**Text segment**
◇ ◇ ◇

Show/Hide table description
- timestamp:
- id → unique identifier
- time → timestamp of the observation (shared across all observations in the same day)
- query:
- id → unique identifier
- query → the google query url (contains the query as a url parameter)
- query_time:
- query_id → id linking to the query table
- time_id → id linking to the timestamp table
- result:
- id → unique identifier
- url → the url of the a query's result
- result_time:
- result_id → id linking to the result table
- time_id → id linking to the timestamp table
- ranking → position of the result in the given timestamp (day)
- query_result:
- query_id → id linking to the query table
- result_id → id linking to the result table
- time_id → id linking to the timestamp table
- redirect_data:
- id → unique identifier
- url → the url of a redirection. This url is the location where either a result or an intermediate point in the redirection chain (e.g. traffic broker) is redirecting to
- result_redirect:
- result_id → id linking to the result table. The ids if all search-redirecting results are found in this table
- redirect_id → id linking to the redirect_data table
- redirect_time:
- redirect_data_id → id linking to the redirect_data table
- time_id → id linking to the timestamp table
- redirect_redirect:
- from_id → id linking to the redirect_data table designating the origin of an intermediate redirection
- to_id → id linking to the redirect_data table designating the destination of an intermediate redirection
- redirect_host:
- id → unique identifier
- host → the FQDN of a URL appearing in the redirect_data table
- redirect_host_data:
- host_id → id linking to the redirect_host table (containing FQDNs)
- data_id → id linking to the redirect_data table (the associated URL)
- ip_address:
- id → unique identifier
- ip → the IP address of a redirecting host identified at observation time
- ip_time:
- ip_id → id linking to the ip_address table
- time_id → id linking to the timestamp table
- host_ip:
- host_id → id linking to the redirect_host table (containing FQDNs)
- ip_id → id linking to the ip_address table (the associated IP address)

◇ ◇ ◇

**Data provided**
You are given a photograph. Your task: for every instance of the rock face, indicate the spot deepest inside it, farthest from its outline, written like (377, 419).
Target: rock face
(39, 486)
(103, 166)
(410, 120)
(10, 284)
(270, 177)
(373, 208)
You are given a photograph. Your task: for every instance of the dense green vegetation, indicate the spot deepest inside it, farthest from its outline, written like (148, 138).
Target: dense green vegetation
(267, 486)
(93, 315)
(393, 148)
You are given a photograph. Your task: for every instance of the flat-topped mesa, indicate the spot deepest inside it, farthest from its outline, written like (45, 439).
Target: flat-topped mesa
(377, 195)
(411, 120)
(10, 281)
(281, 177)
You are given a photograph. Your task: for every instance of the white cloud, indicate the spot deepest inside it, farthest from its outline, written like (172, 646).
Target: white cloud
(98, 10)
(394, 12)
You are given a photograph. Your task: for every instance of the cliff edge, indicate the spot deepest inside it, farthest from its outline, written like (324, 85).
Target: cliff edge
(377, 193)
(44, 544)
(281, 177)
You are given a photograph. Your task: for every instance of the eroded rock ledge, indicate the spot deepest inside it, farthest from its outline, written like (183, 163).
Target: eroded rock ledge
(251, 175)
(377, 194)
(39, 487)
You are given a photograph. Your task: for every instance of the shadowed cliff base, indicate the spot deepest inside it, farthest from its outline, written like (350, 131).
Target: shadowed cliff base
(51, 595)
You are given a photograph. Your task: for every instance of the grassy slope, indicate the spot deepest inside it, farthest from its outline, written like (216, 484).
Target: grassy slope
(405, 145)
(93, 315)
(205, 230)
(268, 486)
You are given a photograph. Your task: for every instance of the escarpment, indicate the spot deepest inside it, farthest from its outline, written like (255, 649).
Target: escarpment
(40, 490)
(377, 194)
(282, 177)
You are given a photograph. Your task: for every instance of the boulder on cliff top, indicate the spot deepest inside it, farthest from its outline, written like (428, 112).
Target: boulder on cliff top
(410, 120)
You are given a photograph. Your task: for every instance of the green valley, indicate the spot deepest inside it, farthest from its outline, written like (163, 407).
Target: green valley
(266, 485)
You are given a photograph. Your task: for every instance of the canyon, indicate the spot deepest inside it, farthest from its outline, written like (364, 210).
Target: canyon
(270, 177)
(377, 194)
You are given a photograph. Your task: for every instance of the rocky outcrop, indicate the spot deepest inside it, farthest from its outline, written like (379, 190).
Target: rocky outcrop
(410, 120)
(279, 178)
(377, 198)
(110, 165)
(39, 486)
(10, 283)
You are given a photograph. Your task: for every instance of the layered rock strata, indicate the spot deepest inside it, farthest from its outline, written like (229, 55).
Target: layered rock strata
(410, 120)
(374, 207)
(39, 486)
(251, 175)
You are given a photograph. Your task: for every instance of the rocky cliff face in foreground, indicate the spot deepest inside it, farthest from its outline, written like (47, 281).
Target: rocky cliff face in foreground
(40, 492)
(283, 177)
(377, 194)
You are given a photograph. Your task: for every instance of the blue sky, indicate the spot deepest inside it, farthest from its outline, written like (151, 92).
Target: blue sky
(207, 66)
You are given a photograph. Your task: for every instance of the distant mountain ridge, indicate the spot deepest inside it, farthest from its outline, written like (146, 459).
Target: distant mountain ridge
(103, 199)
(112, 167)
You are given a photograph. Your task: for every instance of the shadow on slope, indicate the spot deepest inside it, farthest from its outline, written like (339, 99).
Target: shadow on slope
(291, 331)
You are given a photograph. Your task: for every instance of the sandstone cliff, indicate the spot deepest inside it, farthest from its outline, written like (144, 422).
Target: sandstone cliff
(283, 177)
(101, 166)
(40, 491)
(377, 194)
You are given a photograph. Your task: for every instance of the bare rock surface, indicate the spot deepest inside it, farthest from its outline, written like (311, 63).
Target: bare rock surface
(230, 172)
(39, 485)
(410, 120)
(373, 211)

◇ ◇ ◇

**Work to be completed**
Using the table description, explain why a URL stored in the redirect_data table is not always the one a search result redirects to. None of the data above is needed for the task.

**Solved problem**
The url field in redirect_data records the location where either a result or an intermediate point in the redirection chain is redirecting to. An intermediate point, such as a traffic broker, can therefore be the source of the redirection instead of the result itself.